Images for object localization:
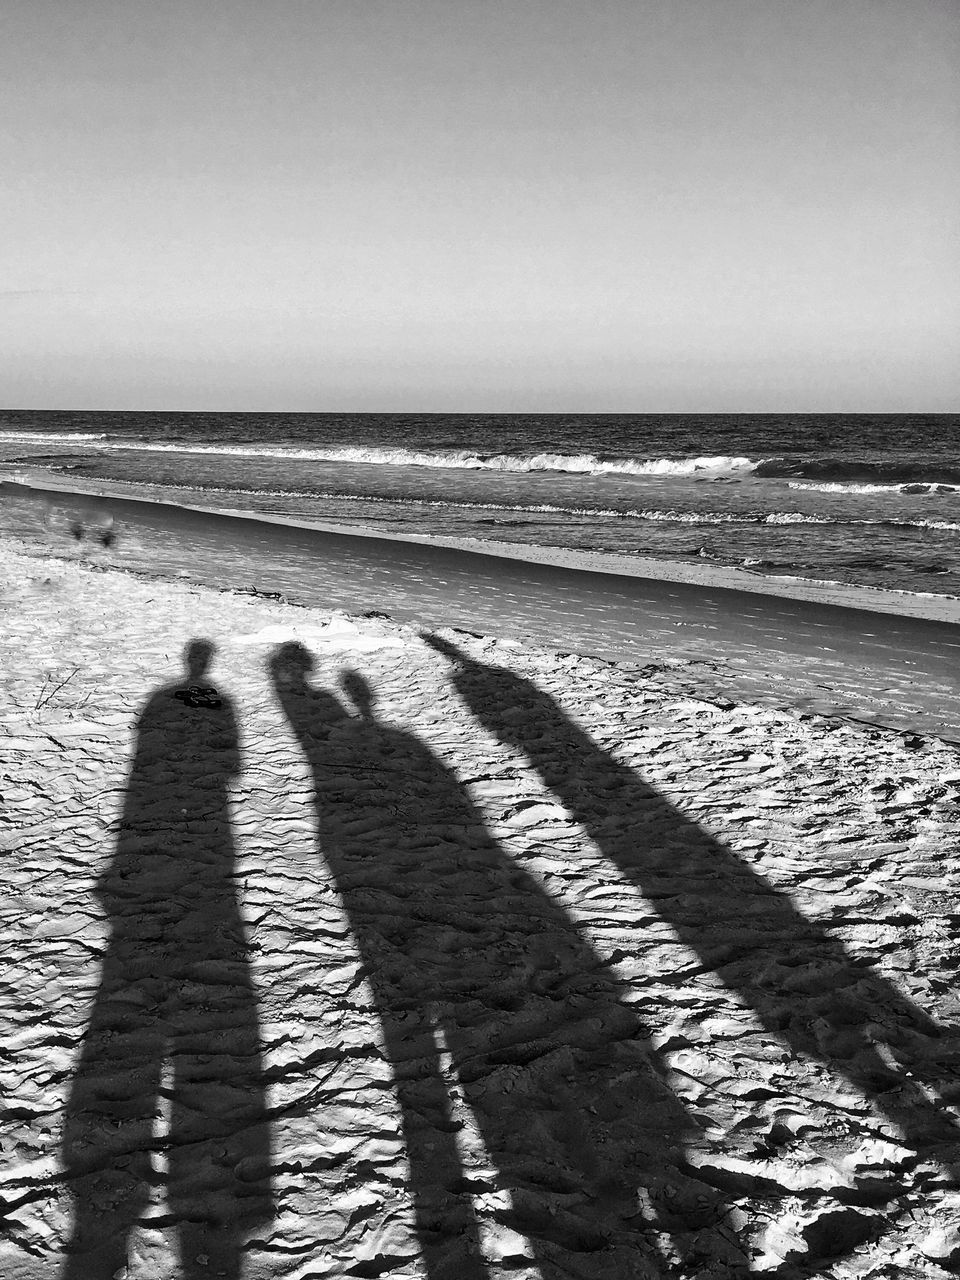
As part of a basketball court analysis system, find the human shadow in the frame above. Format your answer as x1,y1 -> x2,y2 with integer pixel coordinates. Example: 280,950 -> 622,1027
424,635 -> 960,1207
61,640 -> 272,1280
270,643 -> 755,1280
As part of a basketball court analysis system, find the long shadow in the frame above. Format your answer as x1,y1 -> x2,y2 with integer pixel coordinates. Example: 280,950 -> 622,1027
61,640 -> 272,1280
270,643 -> 756,1280
424,636 -> 960,1207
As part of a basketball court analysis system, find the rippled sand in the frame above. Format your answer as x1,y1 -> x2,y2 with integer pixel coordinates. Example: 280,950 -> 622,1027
3,539 -> 960,1278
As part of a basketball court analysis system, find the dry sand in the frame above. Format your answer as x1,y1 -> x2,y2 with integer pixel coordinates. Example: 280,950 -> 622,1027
3,539 -> 960,1279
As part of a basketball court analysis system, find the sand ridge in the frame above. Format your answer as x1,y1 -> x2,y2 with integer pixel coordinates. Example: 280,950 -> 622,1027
3,544 -> 960,1278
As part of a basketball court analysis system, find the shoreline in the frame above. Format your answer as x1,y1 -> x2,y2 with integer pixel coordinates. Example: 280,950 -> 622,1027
4,471 -> 960,624
5,476 -> 960,744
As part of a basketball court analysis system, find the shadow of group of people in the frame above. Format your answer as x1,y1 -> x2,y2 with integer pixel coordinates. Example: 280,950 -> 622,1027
61,636 -> 960,1279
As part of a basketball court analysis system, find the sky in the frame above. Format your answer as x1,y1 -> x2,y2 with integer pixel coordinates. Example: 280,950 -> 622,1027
1,0 -> 958,412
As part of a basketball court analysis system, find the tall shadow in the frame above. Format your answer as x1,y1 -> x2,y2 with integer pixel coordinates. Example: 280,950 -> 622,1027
270,644 -> 754,1280
61,640 -> 272,1280
424,636 -> 960,1201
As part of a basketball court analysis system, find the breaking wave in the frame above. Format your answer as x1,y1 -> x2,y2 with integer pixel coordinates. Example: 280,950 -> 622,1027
0,432 -> 759,477
5,432 -> 960,491
115,442 -> 760,477
0,430 -> 108,444
787,480 -> 958,496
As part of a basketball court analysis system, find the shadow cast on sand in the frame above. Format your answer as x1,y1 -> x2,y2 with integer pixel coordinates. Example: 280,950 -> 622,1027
61,640 -> 273,1280
423,635 -> 960,1213
60,628 -> 959,1278
271,642 -> 761,1279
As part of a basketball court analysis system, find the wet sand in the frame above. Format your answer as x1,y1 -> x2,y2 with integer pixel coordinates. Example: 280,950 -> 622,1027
4,478 -> 960,741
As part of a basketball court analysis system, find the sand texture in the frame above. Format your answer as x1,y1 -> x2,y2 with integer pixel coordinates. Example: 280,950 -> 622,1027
3,546 -> 960,1279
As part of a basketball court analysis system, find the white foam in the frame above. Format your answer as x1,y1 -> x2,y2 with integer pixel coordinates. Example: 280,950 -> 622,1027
787,480 -> 958,496
0,430 -> 106,444
0,432 -> 761,478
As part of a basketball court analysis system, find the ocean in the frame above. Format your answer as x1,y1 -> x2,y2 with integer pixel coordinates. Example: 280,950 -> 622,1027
1,410 -> 958,599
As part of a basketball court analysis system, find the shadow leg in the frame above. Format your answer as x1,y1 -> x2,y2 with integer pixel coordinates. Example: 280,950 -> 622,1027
383,1016 -> 488,1280
61,954 -> 163,1278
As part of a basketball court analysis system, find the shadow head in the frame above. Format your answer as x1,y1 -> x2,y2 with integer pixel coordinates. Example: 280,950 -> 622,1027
185,638 -> 215,681
340,669 -> 375,719
271,641 -> 314,687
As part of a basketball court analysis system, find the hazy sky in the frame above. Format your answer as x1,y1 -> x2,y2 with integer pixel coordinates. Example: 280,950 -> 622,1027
2,0 -> 958,411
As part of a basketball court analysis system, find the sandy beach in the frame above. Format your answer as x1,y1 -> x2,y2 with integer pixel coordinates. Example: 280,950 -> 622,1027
3,524 -> 960,1280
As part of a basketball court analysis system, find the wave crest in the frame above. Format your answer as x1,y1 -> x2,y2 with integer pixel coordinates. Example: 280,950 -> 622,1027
0,433 -> 759,477
130,443 -> 760,478
787,480 -> 958,495
0,430 -> 107,444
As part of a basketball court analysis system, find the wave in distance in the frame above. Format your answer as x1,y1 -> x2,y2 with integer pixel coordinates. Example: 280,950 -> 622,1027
0,434 -> 758,477
3,433 -> 960,490
0,431 -> 108,444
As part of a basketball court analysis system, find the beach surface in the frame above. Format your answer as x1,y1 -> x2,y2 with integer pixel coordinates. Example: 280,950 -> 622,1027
3,520 -> 960,1278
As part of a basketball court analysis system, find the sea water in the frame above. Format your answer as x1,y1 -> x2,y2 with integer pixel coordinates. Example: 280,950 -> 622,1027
0,410 -> 958,598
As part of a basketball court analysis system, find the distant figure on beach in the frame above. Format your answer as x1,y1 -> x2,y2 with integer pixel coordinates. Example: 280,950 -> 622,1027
270,642 -> 750,1280
61,640 -> 272,1280
425,634 -> 960,1209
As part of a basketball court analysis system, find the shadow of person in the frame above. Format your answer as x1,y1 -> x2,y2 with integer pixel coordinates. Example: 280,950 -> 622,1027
423,636 -> 960,1210
61,639 -> 272,1280
270,642 -> 759,1280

WHAT IS BEING ASKED =>
All entries need to be duplicated exactly, apart from the images.

RESPONSE AREA =>
As part of a basketball court analysis system, find the human shadow in the frame above. Format your answer as x1,y1 -> x2,y2 with integer pixel coordinates. Example: 280,950 -> 622,1027
424,635 -> 960,1207
61,640 -> 272,1280
270,643 -> 755,1280
As part of a basketball court analysis system, find the long shadow in the frame above. Format your answer as x1,y1 -> x2,y2 with integer pixel coordinates. Example: 280,950 -> 622,1027
61,640 -> 272,1280
270,643 -> 756,1280
424,636 -> 960,1207
As part of a basketball court analysis system, find the rippled sand in the frame above. Format your answer as x1,y1 -> x2,y2 with integer pixel coordinates. Example: 280,950 -> 622,1027
3,539 -> 960,1278
As part of a basketball court analysis system, find the dry sand in the frame above. Format your answer as x1,y1 -> x2,y2 with integer pixel coordinates. Example: 280,950 -> 622,1027
3,539 -> 960,1279
As part of a basketball court analysis system, find the sand ridge in the frame above. Format your answer as x1,y1 -> x2,y2 with integer pixel coordinates. Example: 280,950 -> 622,1027
3,544 -> 960,1278
As part of a basketball court analysis system, find the shoreline in the frame above. Format your answer as x1,y1 -> x2,y2 with integer pixel coordinates. Example: 280,950 -> 622,1027
4,471 -> 960,624
5,476 -> 960,744
As part of a basketball court analysis system, find the shadow of group of people in the frame above. Format your answer as x1,y1 -> x2,y2 with integer pixel coordinates. Example: 280,950 -> 622,1027
61,636 -> 960,1279
As part of a basketball court analysis system, find the sky in the frame above. Format your answer as x1,y1 -> x2,y2 with integer pixel coordinates. Example: 280,950 -> 622,1027
1,0 -> 958,412
As part of a basketball court analysis system, find the tall shadow in the frame above. Format your answer as x1,y1 -> x2,y2 with integer pixel coordinates. Example: 280,950 -> 622,1027
270,644 -> 754,1280
61,640 -> 272,1280
424,636 -> 960,1201
As part of a basketball court analysis system, find the breaking wave in the frame above. Format your answer as x1,y1 -> x2,y2 with integer pixel coordinates. Example: 280,950 -> 622,1027
0,432 -> 759,477
5,432 -> 960,491
115,442 -> 760,477
0,430 -> 108,444
787,480 -> 958,496
As part of a basketball court analysis system, find the shadow cast on sand in the frame above. Format your answer as x1,y1 -> x2,y2 with integer pixel coordinates. Example: 280,950 -> 622,1027
61,640 -> 273,1280
423,635 -> 960,1213
60,628 -> 959,1278
271,642 -> 761,1279
As part of a basketball court analysis system, find the wet sand in the frame above. Format your answer as x1,y1 -> x2,y2 with integer pixel coordinates. Example: 280,950 -> 622,1027
4,478 -> 960,741
As part of a basketball court analysis system, find the sand texture in the frame above. Format your answer as x1,y1 -> x2,y2 with integer pixel coordinates. Example: 280,950 -> 622,1027
3,546 -> 960,1279
As part of a basketball court analysis system, find the white foam in the frame above. Format your answer as x1,y1 -> x2,y2 with integer pixel coordinates. Example: 280,950 -> 622,1027
787,480 -> 958,496
0,430 -> 106,444
0,432 -> 761,478
As part of a basketball court analysis system, find the ocean in the frame above. Format your answer as x1,y1 -> x2,y2 with integer pixel coordinates. Example: 280,950 -> 622,1027
1,410 -> 958,599
As part of a basketball court analysis system, find the shadow leg in the frame above. Format your answer as x1,y1 -> x2,y2 with integer pixel coordinates. Example: 280,950 -> 622,1027
383,1016 -> 488,1280
61,954 -> 163,1278
As part of a basketball court analysis system, find the shadow head in the frame above. Format your answer as x1,y1 -> x2,y2 with integer pixel coordinates. Example: 280,950 -> 622,1027
185,638 -> 215,681
340,669 -> 375,719
271,641 -> 314,687
As part of a basketball court analysis system, find the hazy sky in the frame above. Format your answer as x1,y1 -> x2,y2 with integer pixel coordinates. Example: 280,950 -> 622,1027
2,0 -> 958,411
As part of a basketball court analysis system, find the sandy beach in the frame above. Format your answer as x1,y1 -> x2,y2 with integer pixel coordinates. Example: 280,950 -> 622,1027
3,524 -> 960,1280
As part of a basketball court analysis system, find the wave crest in the frame above. Format your answer as x1,y1 -> x2,y2 with integer pixel coordinates. Example: 280,950 -> 622,1027
0,433 -> 759,477
130,443 -> 760,478
787,480 -> 958,495
0,430 -> 107,444
As part of a basketball court analysis system, find the wave in distance in the frame above. Format your answer as x1,y1 -> x2,y2 with integer pixel coordinates. Example: 280,950 -> 622,1027
0,434 -> 758,477
3,433 -> 960,490
0,431 -> 108,444
As part of a basketball court analysis system, find the beach surface in the frame above. Format your answer as x1,y1 -> x2,y2 with integer pixel coordinates. Example: 280,950 -> 622,1027
3,520 -> 960,1278
As part of a basketball court analysis system, find the sea water in the frame above. Format your answer as x1,y1 -> x2,y2 with integer pixel coordinates. Example: 280,950 -> 622,1027
0,410 -> 958,598
As part of a basketball court analysis system, find the distant figure on beach in the frame above. Format your answer as x1,y1 -> x2,y2 with integer pixel coordinates. Example: 280,950 -> 622,1027
270,642 -> 750,1280
61,640 -> 272,1280
425,634 -> 960,1209
As part of a basketball court analysis system, find the shadow of person in the frame above. Format your answer as x1,y1 -> x2,y2 with integer pixel coordinates. Example: 280,950 -> 622,1027
423,636 -> 960,1210
61,639 -> 272,1280
270,642 -> 759,1280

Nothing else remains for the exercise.